====== SOURCE MATERIAL ======
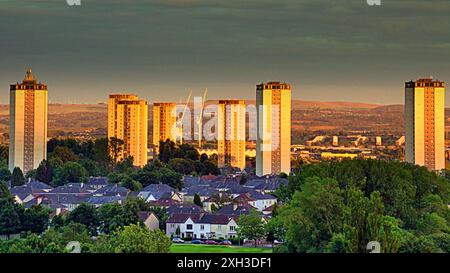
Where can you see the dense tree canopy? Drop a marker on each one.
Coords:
(341, 206)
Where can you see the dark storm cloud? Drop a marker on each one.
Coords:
(329, 50)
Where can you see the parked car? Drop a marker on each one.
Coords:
(226, 243)
(177, 240)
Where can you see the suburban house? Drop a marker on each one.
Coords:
(27, 192)
(112, 190)
(181, 225)
(98, 201)
(261, 200)
(184, 208)
(201, 226)
(154, 192)
(98, 182)
(149, 219)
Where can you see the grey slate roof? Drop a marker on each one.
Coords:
(73, 188)
(233, 210)
(184, 208)
(98, 181)
(102, 200)
(159, 191)
(112, 189)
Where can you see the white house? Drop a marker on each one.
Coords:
(207, 226)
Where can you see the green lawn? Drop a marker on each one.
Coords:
(190, 248)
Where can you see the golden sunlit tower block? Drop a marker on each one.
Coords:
(28, 123)
(273, 143)
(165, 123)
(128, 121)
(425, 123)
(231, 133)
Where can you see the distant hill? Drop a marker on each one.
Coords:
(301, 104)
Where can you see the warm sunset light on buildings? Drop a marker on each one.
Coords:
(164, 122)
(273, 144)
(28, 123)
(128, 121)
(425, 123)
(231, 133)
======
• WHAT TO WORK ON:
Pictures in the data above should not be copied; transcribe everything else exactly.

• RESULT FOR THIS TASK:
Where can you see the dense tree canopy? Drop a marker on each one.
Coords:
(341, 206)
Where can you see the dark storm cloud? Drop a marker on each one.
Coords:
(329, 50)
Where can you see the parked car? Drop a marker on each one.
Coords:
(226, 243)
(177, 240)
Where can you see the suburban house? Drop a marker on each one.
Coords:
(27, 192)
(112, 190)
(181, 225)
(98, 201)
(261, 200)
(184, 208)
(201, 226)
(154, 192)
(98, 182)
(149, 219)
Where can you see the grey slate roof? Drop a marker on each one.
Coords:
(73, 188)
(233, 210)
(184, 208)
(98, 181)
(102, 200)
(159, 191)
(112, 189)
Where can you see the white house? Drop a marker on each one.
Coords:
(207, 226)
Where can you see the green lawn? Drop a marker on each one.
Coords:
(190, 248)
Where can you see the golden sunlit tower block? Drop a marker on each one.
Coords:
(28, 123)
(273, 143)
(165, 123)
(128, 121)
(425, 123)
(231, 133)
Where can you see the distant hill? Drop a marker on each one.
Coords:
(301, 104)
Where can you see the warm sunset light on buildings? Drop a marker on each one.
Coords:
(164, 122)
(273, 144)
(28, 123)
(128, 121)
(425, 123)
(231, 133)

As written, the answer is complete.